Commentaire de l’arrêt cass, civ 1ère, 27 janvier 1993
« Eviter
que l’auteur malheureux d’un acte de dévouement ne fasse à lui tout seul les
frais de l’opération ». Voilà comment A. Sériaux définit le rôle de la
création prétorienne de convention d’assistance bénévole. Ce contrat formé
uniquement au fil de la jurisprudence désigne les situations de fait où une
personne rend un service à une autre à titre gratuit et en dehors de toute
volonté contractuelle. C’est en cas de dommage de l’assistant où il a fallu
déterminer quelle responsabilité délictuelle ou contractuelle était en jeu, la
jurisprudence ayant opté pour la responsabilité contractuelle sans réel
fondement juridique. C’est sur cette question de la convention d’assistance
bénévole que la 1ère chambre civile de la cour de cassation a eu à
nouveau à se prononcer le 27 janvier 1993.

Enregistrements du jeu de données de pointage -
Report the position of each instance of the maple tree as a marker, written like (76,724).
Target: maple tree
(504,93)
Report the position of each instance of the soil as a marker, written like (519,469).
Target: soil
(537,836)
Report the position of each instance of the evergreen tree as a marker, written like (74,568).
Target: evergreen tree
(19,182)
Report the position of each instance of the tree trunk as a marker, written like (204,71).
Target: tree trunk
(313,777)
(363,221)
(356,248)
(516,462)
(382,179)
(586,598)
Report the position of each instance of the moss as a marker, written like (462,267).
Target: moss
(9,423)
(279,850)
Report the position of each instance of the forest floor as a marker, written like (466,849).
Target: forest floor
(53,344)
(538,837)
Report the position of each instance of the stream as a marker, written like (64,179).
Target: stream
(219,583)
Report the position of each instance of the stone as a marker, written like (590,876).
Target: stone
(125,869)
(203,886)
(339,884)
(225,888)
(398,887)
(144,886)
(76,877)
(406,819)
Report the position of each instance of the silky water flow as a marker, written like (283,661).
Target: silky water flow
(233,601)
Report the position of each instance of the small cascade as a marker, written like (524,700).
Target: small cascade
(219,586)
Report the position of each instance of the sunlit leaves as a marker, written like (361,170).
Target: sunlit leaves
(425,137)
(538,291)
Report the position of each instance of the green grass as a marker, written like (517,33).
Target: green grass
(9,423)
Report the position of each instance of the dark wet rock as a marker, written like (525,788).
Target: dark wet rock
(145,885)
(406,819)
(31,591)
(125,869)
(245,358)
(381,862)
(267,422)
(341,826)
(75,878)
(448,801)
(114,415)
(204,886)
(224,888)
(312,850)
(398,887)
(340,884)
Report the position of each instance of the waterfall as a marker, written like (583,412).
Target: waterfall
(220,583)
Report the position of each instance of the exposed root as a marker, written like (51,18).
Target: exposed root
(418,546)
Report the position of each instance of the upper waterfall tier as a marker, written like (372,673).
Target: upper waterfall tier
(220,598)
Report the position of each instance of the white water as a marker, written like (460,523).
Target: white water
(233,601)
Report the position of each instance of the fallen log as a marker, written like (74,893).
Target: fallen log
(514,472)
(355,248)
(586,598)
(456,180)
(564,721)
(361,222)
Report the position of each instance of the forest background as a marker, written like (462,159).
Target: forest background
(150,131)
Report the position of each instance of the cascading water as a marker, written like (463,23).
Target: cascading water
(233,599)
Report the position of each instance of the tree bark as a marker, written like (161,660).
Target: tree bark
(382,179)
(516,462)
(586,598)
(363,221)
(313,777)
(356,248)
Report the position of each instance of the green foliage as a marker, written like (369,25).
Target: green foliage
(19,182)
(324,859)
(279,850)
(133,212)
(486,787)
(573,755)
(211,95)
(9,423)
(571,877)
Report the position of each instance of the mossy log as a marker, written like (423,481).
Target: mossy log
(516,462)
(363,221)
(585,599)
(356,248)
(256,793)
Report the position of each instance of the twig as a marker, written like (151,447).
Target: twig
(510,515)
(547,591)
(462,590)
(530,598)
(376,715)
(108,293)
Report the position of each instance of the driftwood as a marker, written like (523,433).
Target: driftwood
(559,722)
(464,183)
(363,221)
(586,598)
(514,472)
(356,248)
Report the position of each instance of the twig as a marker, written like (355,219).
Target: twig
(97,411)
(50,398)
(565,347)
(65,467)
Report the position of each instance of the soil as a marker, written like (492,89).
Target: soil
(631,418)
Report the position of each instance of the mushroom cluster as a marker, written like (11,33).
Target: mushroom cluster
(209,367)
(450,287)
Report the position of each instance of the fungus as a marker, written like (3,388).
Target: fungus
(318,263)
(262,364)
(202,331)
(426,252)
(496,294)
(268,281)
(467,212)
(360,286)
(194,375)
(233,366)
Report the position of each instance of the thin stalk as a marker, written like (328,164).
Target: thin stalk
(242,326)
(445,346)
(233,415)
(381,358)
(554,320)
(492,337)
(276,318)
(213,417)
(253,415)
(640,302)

Consignes et exercices -
**a)** Recopiez le passage du commentaire d'arrêt en partant de « Commentaire de l’arrêt » et en allant jusqu'à « 27 janvier 1993. ».
**b)** Répondez à ces questions d'après le commentaire d'arrêt :
(i) Quel auteur est cité pour définir le rôle de la convention d'assistance bénévole ?
(ii) Pour quelle responsabilité la jurisprudence a-t-elle opté en cas de dommage de l'assistant ?
(iii) Quelle chambre de la Cour de cassation s'est prononcée le 27 janvier 1993 ?

Réponses successives -
**a)**
Commentaire de l’arrêt cass, civ 1ère, 27 janvier 1993
« Eviter
que l’auteur malheureux d’un acte de dévouement ne fasse à lui tout seul les
frais de l’opération ». Voilà comment A. Sériaux définit le rôle de la
création prétorienne de convention d’assistance bénévole. Ce contrat formé
uniquement au fil de la jurisprudence désigne les situations de fait où une
personne rend un service à une autre à titre gratuit et en dehors de toute
volonté contractuelle. C’est en cas de dommage de l’assistant où il a fallu
déterminer quelle responsabilité délictuelle ou contractuelle était en jeu, la
jurisprudence ayant opté pour la responsabilité contractuelle sans réel
fondement juridique. C’est sur cette question de la convention d’assistance
bénévole que la 1ère chambre civile de la cour de cassation a eu à
nouveau à se prononcer le 27 janvier 1993.

**b)**
(i) A. Sériaux.
(ii) La responsabilité contractuelle.
(iii) La 1ère chambre civile.